[To do] When you reach the line containing "Where can the orange" in the data below, reproduce it and every line that follows, exactly and without additions.

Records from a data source

= = = = = = =

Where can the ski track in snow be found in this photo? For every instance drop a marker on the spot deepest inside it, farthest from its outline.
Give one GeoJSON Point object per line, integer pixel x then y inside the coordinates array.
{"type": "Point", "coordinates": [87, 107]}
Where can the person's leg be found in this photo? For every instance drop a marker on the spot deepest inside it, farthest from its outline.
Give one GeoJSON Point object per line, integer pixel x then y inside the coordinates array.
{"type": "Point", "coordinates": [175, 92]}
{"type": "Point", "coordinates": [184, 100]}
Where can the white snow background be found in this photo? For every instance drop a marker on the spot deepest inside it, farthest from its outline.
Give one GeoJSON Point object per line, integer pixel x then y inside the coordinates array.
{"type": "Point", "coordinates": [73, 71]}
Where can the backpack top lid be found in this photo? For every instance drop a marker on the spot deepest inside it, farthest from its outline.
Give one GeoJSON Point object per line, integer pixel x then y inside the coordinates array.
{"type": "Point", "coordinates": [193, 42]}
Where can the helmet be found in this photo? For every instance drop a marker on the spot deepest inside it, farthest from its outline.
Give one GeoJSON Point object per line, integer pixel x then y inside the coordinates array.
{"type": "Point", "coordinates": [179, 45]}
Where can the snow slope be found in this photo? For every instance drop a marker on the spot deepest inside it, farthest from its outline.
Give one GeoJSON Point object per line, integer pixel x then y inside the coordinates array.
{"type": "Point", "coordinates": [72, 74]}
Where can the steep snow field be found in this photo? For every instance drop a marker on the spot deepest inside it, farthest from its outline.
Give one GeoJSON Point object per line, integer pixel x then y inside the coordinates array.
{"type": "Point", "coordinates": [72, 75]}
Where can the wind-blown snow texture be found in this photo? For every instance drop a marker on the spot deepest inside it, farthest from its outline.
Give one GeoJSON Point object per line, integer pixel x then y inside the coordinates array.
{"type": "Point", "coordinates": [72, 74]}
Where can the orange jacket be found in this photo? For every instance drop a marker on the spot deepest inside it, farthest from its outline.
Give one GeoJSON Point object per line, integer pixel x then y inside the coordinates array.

= = = = = = =

[Solution for this problem]
Where can the orange jacket be found in this photo? For every instance drop a marker on the spot deepest inside it, farthest from its outline.
Give one GeoJSON Point object per line, integer pixel x then y inside the coordinates array.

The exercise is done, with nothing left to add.